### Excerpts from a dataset
────────────────

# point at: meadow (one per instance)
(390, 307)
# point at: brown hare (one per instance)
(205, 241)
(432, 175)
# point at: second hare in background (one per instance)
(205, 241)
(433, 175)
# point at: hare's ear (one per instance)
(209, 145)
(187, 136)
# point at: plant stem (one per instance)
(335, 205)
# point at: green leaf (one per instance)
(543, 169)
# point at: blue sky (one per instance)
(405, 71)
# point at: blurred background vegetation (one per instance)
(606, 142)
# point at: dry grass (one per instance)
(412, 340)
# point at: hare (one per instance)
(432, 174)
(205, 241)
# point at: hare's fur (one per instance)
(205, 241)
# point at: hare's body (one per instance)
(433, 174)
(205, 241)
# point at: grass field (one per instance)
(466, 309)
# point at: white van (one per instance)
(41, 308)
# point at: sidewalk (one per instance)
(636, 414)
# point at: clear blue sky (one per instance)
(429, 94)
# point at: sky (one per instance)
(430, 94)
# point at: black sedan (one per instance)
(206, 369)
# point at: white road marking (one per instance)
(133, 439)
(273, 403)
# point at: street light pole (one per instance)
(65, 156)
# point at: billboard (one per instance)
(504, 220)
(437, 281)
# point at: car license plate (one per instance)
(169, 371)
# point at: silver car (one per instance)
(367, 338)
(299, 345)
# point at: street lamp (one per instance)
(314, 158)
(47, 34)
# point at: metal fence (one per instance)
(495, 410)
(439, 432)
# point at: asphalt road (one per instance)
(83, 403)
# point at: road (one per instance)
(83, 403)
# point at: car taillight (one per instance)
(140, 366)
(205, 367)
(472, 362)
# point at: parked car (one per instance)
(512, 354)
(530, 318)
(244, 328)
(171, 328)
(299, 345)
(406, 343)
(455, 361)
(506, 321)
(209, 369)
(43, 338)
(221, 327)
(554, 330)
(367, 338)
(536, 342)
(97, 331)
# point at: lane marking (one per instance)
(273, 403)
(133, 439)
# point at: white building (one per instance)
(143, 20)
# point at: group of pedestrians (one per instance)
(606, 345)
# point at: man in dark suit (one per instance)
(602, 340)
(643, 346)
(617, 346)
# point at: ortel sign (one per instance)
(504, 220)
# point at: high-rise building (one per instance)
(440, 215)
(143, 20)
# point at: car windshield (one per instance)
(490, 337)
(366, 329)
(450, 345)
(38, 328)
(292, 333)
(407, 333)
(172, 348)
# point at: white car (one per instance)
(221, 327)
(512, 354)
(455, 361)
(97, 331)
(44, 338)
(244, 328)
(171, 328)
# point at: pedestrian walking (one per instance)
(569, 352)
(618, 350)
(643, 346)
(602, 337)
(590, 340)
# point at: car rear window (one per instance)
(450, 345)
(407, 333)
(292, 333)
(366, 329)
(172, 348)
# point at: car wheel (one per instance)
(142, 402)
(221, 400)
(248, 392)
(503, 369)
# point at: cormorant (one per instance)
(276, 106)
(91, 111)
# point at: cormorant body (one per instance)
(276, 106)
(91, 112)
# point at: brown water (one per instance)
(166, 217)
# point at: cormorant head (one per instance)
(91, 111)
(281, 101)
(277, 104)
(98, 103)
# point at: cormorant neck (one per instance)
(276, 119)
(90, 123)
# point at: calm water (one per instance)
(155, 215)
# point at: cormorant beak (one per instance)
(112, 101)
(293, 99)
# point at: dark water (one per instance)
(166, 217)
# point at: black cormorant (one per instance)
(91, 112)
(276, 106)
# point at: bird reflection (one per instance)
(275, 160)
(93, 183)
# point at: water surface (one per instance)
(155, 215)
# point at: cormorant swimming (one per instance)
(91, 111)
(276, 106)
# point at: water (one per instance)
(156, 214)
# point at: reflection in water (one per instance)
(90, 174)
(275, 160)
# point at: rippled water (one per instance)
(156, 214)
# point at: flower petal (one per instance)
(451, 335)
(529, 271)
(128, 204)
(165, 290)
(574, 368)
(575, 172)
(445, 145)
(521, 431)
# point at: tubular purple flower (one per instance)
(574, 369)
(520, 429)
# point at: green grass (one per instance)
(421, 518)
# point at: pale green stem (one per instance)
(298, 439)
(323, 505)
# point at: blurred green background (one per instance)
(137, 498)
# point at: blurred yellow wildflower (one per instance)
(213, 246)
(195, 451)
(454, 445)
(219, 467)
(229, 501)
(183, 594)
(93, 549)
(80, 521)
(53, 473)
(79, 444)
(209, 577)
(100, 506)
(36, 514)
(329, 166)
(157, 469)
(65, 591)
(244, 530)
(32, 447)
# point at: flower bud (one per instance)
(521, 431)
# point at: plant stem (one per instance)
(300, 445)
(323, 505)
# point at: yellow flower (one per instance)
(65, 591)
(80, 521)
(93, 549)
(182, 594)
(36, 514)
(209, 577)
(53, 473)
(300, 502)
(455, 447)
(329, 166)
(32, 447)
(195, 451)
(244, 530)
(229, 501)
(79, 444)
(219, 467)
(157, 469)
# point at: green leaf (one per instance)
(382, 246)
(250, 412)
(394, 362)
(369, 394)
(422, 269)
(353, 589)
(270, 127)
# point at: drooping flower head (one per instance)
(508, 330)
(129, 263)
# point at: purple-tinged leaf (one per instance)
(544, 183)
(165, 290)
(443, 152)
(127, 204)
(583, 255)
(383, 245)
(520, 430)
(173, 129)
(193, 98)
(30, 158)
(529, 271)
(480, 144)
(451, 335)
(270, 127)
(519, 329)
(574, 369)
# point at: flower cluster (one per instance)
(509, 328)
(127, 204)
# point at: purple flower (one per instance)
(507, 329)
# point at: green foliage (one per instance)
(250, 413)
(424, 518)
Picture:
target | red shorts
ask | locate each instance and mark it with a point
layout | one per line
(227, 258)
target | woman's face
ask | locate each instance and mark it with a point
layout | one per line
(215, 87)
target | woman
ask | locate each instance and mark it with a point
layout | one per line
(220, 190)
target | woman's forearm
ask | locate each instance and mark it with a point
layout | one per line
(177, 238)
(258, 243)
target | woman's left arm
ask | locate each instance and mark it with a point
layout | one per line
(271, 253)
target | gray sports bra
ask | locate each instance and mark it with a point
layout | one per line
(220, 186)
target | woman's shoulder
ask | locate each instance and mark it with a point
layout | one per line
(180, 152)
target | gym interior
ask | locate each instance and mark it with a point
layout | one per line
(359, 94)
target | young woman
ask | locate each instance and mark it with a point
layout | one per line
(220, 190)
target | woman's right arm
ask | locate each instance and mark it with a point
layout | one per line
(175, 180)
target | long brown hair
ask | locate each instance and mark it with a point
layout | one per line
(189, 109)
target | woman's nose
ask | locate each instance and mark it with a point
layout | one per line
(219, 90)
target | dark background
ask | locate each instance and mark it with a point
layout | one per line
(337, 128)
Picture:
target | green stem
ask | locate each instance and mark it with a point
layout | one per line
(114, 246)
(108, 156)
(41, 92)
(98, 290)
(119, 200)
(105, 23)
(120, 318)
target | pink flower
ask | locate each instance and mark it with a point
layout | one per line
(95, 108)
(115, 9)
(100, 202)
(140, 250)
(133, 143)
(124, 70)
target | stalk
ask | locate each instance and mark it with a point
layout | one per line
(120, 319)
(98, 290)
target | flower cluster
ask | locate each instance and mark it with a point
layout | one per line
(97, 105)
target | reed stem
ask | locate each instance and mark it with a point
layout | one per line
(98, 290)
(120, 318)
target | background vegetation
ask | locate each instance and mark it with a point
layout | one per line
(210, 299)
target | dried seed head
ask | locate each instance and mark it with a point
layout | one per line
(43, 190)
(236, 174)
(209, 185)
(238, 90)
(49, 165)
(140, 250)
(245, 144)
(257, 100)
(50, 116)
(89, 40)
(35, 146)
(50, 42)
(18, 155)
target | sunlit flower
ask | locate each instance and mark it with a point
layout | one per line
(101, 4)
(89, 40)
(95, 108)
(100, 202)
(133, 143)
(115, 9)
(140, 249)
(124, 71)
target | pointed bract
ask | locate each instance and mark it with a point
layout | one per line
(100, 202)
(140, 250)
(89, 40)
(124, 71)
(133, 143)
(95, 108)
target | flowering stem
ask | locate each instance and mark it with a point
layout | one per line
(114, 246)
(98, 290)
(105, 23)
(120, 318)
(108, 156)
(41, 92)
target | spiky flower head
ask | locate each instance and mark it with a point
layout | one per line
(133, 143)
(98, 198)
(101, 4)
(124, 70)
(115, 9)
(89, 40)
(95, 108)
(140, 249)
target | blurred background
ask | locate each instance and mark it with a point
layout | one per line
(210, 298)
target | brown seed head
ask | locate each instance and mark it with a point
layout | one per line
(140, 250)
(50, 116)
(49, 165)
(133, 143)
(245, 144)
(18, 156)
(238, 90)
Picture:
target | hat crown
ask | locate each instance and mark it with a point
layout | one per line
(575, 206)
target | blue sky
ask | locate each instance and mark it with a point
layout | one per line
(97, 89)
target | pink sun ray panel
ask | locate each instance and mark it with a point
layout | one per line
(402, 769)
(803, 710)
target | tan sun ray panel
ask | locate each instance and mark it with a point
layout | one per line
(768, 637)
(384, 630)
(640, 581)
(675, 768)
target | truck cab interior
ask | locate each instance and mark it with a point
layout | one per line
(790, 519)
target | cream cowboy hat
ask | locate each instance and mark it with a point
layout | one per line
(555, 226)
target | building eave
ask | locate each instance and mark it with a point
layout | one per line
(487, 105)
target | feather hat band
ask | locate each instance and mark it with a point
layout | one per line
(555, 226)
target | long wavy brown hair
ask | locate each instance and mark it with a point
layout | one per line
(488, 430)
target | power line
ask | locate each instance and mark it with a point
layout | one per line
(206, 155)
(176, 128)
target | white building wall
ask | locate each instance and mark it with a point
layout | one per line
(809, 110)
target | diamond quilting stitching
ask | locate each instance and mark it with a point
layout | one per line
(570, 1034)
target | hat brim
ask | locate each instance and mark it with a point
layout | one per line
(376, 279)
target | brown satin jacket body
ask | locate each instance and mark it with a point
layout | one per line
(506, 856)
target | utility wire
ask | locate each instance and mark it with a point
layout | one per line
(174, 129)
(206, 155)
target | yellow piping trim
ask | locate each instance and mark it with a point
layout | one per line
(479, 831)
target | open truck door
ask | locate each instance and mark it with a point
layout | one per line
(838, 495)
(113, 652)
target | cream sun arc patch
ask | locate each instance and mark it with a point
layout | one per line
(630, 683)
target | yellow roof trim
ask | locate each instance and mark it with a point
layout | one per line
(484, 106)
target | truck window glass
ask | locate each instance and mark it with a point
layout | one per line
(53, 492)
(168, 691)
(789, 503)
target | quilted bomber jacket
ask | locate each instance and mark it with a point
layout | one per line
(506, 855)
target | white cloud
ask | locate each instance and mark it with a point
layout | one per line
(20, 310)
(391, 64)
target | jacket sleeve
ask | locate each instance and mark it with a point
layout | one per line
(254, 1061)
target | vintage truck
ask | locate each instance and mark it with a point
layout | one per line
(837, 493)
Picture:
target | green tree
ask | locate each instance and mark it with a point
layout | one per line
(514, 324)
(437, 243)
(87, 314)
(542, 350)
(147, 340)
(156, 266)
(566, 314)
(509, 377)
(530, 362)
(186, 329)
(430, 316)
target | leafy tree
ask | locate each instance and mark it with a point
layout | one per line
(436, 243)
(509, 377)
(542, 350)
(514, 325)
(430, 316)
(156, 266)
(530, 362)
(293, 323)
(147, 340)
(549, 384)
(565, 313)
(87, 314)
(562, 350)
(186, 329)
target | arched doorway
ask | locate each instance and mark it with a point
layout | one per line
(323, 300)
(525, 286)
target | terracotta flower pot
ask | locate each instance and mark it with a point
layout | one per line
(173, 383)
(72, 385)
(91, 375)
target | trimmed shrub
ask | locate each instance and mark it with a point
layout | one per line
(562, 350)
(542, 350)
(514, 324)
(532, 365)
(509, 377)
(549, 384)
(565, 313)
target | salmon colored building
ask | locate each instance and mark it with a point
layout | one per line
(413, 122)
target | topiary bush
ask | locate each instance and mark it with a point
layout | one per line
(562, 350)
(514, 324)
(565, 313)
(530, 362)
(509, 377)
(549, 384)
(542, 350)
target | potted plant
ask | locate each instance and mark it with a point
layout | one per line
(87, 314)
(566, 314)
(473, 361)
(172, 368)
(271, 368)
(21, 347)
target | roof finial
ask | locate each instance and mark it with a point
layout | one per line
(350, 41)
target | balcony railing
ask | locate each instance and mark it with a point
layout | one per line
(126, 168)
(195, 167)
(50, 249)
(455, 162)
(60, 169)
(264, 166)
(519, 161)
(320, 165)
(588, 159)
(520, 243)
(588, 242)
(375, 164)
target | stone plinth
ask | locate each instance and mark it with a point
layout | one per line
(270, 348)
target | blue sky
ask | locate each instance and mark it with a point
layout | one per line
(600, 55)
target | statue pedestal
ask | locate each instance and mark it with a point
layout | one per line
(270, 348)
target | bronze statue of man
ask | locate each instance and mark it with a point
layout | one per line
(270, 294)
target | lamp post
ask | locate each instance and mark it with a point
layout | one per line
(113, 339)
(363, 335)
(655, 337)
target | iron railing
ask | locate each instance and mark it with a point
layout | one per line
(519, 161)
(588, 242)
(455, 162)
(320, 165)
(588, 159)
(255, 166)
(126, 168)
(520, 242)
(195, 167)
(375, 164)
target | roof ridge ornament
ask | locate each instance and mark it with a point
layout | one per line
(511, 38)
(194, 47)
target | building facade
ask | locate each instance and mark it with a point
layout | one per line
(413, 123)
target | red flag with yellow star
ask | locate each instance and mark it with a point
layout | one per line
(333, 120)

────────────────

### ACTIVITY
Number of lines containing "long" in the data: state it and nothing more.

### WRITTEN SOLUTION
2